#### Quoted passage:
╔══

Read fairly, and in its full context, what his Honour was at pains to do was make it clear that this was not a case in which any issue arose going to the state of health of the appellant’s mind, as would arise in a case where issues as to mental illness or diminished responsibility arose.
I am satisfied that the jury would have understood the remarks of his Honour to have been directed to that matter, and in that respect to have neutralised the somewhat ill‑advised and circular observation of the Crown Prosecutor. Once these directions were given, there is no reason for supposing that the jury were left with the apprehension that there might have been some uncalled evidence available to this effect, or that they might properly speculate that the accused had been suffering from a disturbed state of mind.
I am also satisfied that the directions did not have the effect of watering down the character evidence which remained available and capable of showing that it would have been out of character for this appellant to have committed crimes of the savagery here involved. Nor did it water down the proposition that the Crown had not proved, and could not prove, a motive on the part of the appellant – a matter it conceded throughout.
The Crown says that that conclusion was open to the Court of Criminal Appeal on any fair reading of the directions which were, in fact, given and of the context of those directions within the trial.
GAUDRON J: You have to put it a bit higher than that, do you not? You have to say that that was the view the jury would have taken or must have taken, and therefore there was no miscarriage of justice.
MR ELLIS: Your Honour, I think what the Court of Criminal Appeal was saying was that ‑ ‑ ‑
GAUDRON J: Or not satisfied that there is any miscarriage of justice, because the jury would have understood or was likely to have understood it like this.
MR ELLIS: Yes. Character evidence is not a defence. For instance, the Crown is entitled to make the observation that people of good character commit crimes. People of good character can commit terrible crimes and people of good character can have temporary aberrations in which such crimes are committed. Theoretically, the character evidence is not just contingent upon a person having no prior convictions, because theoretically all persons at one stage in their life therefore were of good character, but it also relates to reputation and evidence of disposition. In some cases, for instance, in Melbourne’s Case Mr Melbourne was I think around 60 years of age. Whilst I am thinking of that, I did look up the age, your Honour Justice Kirby, of the deceased, Mrs De Gruchy. She was aged 42. Mr Melbourne’s age of 60 perhaps was stronger evidence. Obviously a person who has no convictions by age 60 and of whom people speak well still at that stage probably has stronger evidence of good character than someone who, as is the case here, was but 18 years of age with a life still to lead.

╚══

#### Aim A:
Using the court transcript, decide for each statement below whether it agrees with the transcript. Answer yes or no, and quote the words of the transcript that settle it. (i) The Crown conceded throughout that it could not prove a motive on the part of the appellant. (ii) Mrs De Gruchy was aged 60. (iii) Mr Ellis states that character evidence is a defence.

Items from a dataset
╔══

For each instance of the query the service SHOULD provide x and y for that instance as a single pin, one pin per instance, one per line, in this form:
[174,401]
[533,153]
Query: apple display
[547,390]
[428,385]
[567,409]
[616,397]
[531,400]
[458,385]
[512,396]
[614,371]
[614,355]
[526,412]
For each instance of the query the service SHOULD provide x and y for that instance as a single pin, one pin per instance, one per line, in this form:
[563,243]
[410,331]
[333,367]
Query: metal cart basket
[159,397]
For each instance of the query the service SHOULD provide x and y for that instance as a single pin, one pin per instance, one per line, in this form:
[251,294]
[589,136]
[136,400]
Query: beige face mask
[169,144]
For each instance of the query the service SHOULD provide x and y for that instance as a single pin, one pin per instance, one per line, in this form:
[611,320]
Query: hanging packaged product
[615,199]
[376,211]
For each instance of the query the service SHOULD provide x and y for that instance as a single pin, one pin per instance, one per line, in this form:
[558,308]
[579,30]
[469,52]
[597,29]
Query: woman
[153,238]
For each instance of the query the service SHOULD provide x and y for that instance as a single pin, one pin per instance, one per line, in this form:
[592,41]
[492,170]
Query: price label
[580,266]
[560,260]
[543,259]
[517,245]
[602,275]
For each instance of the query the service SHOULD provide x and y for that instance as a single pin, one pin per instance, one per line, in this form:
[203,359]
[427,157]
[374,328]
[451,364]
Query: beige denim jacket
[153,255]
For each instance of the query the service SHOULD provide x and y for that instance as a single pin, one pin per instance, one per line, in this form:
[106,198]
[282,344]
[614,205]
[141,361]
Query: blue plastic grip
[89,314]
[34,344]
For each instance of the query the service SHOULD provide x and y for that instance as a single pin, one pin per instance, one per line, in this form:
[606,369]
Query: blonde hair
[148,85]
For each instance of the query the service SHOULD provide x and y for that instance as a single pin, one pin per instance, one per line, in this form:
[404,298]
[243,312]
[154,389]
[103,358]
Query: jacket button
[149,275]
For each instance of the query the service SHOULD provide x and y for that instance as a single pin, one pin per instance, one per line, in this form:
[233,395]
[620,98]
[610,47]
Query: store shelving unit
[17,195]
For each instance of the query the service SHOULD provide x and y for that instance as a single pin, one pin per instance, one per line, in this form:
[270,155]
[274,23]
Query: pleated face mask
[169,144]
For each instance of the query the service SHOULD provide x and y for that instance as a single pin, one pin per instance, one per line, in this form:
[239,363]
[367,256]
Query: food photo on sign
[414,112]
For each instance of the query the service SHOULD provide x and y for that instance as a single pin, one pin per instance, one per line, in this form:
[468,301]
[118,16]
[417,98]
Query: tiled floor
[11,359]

╚══
╔══

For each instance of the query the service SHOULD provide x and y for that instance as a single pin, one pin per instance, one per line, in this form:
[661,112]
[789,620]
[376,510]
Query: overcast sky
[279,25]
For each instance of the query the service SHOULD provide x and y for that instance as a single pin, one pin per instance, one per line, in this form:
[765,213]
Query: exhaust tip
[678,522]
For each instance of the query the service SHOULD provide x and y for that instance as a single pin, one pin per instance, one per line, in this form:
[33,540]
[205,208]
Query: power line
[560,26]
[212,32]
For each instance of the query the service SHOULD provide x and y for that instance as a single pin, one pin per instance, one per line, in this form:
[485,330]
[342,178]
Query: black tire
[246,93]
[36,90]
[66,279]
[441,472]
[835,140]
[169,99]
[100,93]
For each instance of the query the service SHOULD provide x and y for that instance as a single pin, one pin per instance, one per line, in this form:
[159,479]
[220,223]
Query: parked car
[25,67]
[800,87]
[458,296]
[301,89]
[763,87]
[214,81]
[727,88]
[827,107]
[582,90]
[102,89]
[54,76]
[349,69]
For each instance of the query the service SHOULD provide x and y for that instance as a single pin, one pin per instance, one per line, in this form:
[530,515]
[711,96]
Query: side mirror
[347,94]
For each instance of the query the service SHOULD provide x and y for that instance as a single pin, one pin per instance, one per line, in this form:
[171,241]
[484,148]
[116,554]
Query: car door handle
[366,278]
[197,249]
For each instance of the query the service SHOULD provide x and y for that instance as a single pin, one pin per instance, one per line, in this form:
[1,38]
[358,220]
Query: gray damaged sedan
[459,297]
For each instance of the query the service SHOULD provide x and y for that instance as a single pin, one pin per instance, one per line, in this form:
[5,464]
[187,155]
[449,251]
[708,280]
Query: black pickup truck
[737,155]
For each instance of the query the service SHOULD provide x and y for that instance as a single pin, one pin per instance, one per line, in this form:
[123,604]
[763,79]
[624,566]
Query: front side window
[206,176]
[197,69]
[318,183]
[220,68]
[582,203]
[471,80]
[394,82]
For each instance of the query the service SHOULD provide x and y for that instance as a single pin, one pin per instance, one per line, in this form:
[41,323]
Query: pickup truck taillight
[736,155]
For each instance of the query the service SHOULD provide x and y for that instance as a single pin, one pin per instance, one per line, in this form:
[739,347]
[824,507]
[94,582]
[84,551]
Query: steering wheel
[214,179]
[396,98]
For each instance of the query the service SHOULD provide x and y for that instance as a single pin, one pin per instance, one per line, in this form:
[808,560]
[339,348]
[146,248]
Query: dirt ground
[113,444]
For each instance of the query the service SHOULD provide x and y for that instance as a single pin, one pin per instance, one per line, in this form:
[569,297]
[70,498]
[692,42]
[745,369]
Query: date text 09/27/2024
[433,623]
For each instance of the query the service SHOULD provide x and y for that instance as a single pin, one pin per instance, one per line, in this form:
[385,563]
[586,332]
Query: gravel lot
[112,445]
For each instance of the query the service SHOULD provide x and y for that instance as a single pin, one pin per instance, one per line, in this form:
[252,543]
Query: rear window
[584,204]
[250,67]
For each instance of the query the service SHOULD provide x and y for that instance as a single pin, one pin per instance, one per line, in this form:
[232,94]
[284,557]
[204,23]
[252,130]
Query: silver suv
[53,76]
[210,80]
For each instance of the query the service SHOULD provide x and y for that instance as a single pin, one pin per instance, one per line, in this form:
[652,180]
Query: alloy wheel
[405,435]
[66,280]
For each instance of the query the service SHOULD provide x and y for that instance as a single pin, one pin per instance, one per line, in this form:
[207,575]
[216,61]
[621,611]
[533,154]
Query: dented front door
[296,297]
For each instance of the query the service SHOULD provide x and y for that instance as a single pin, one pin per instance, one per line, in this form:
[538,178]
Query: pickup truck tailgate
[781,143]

╚══
╔══

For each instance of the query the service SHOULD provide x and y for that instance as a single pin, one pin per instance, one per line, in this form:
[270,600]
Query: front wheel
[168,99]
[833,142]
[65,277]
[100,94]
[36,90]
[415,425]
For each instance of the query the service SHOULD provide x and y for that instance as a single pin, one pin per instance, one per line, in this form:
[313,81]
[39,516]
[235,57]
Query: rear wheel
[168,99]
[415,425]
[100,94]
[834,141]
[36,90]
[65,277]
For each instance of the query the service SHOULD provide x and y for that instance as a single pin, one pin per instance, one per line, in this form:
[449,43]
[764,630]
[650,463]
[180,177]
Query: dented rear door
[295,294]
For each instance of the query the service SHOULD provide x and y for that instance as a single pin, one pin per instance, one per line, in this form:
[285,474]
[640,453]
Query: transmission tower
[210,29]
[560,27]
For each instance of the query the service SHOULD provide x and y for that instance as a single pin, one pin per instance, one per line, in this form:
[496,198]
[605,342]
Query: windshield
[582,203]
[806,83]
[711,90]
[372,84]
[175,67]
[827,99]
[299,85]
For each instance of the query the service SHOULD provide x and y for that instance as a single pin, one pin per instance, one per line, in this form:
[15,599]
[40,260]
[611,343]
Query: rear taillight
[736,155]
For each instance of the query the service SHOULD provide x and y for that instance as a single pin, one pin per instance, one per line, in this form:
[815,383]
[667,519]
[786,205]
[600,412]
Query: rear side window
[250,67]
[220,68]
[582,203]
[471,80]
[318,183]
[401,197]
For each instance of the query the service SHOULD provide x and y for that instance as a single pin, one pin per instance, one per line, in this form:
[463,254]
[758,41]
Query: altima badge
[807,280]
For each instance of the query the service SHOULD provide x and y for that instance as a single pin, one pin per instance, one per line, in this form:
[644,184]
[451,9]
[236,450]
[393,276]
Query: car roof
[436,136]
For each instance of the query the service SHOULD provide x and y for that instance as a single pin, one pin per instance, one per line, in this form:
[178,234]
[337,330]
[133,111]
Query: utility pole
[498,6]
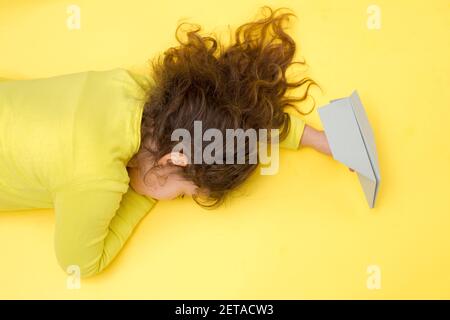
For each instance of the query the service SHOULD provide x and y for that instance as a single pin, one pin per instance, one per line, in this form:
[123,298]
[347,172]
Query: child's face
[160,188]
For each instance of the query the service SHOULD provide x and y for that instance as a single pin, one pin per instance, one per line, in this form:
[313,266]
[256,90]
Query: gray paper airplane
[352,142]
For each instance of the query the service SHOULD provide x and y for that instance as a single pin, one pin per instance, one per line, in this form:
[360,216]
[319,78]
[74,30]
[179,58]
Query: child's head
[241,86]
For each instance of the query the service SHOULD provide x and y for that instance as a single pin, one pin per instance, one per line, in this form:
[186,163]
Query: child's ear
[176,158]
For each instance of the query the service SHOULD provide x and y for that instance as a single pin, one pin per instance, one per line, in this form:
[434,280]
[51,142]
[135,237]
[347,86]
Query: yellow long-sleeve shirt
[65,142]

╚══

#### Aim B:
Pick out each line of the entries that contains the word "rear", and copy those lines.

#### Written answer A:
(i) Yes: "the Crown had not proved, and could not prove, a motive on the part of the appellant – a matter it conceded throughout"
(ii) No: "She was aged 42."
(iii) No: "Character evidence is not a defence."

#### Written answer B:
Query: rear window
Query: rear wheel
Query: dented rear door
Query: rear taillight
Query: rear side window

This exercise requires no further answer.